START Listing

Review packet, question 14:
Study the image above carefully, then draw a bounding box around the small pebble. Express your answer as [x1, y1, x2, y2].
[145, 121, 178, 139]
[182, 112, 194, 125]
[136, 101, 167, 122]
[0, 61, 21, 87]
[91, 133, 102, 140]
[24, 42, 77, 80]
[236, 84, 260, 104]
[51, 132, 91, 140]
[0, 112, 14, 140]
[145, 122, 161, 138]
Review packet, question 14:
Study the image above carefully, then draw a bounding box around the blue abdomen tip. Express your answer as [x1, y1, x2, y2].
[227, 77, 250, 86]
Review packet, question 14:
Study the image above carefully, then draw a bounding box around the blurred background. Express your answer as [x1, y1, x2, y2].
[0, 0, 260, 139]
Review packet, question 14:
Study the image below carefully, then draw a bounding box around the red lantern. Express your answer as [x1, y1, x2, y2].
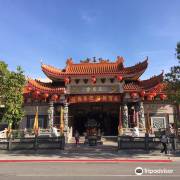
[131, 93, 137, 99]
[64, 77, 70, 84]
[140, 90, 146, 97]
[91, 76, 96, 84]
[160, 94, 167, 100]
[27, 86, 32, 91]
[51, 94, 58, 101]
[147, 94, 153, 101]
[152, 92, 157, 97]
[34, 90, 41, 96]
[43, 93, 49, 99]
[117, 75, 123, 81]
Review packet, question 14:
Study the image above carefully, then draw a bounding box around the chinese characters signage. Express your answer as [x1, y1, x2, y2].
[68, 84, 123, 94]
[69, 95, 121, 104]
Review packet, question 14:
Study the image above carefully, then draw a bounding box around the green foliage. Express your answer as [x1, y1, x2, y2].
[0, 61, 26, 127]
[165, 42, 180, 104]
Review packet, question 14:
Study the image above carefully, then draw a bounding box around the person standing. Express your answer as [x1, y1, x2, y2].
[74, 130, 79, 145]
[161, 133, 168, 154]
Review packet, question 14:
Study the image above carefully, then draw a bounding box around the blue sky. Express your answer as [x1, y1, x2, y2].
[0, 0, 180, 79]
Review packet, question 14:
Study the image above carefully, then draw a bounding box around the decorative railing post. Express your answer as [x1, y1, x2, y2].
[48, 101, 54, 129]
[123, 104, 128, 128]
[139, 102, 145, 128]
[64, 102, 69, 143]
[118, 105, 123, 136]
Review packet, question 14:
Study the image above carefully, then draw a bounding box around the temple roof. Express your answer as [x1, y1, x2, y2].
[124, 73, 166, 93]
[24, 79, 65, 94]
[41, 56, 148, 81]
[24, 73, 165, 94]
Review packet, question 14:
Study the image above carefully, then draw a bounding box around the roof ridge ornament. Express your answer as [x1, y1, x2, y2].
[66, 58, 74, 66]
[116, 56, 124, 64]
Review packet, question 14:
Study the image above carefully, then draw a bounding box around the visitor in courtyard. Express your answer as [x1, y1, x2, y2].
[168, 124, 176, 152]
[161, 131, 168, 154]
[132, 126, 139, 137]
[74, 130, 79, 145]
[52, 126, 58, 137]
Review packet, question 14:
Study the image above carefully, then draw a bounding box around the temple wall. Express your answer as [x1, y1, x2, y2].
[144, 103, 177, 127]
[20, 105, 48, 129]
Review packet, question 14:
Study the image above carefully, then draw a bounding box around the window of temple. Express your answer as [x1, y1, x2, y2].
[83, 79, 88, 84]
[110, 78, 115, 83]
[101, 78, 106, 84]
[75, 79, 80, 84]
[27, 115, 47, 129]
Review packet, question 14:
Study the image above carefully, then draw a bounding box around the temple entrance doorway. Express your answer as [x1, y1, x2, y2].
[70, 103, 120, 136]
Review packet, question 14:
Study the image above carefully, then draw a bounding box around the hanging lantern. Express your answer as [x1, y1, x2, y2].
[64, 77, 70, 84]
[140, 90, 146, 97]
[152, 92, 157, 97]
[51, 94, 58, 101]
[43, 93, 49, 100]
[27, 86, 32, 91]
[34, 90, 41, 96]
[91, 76, 96, 84]
[147, 94, 154, 101]
[117, 75, 123, 81]
[131, 93, 137, 99]
[160, 94, 167, 100]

END Listing

*Exercise objective:*
Count the lines in the rows above that contain the string "blue". Reply with the number only.

*Answer for this exercise:*
2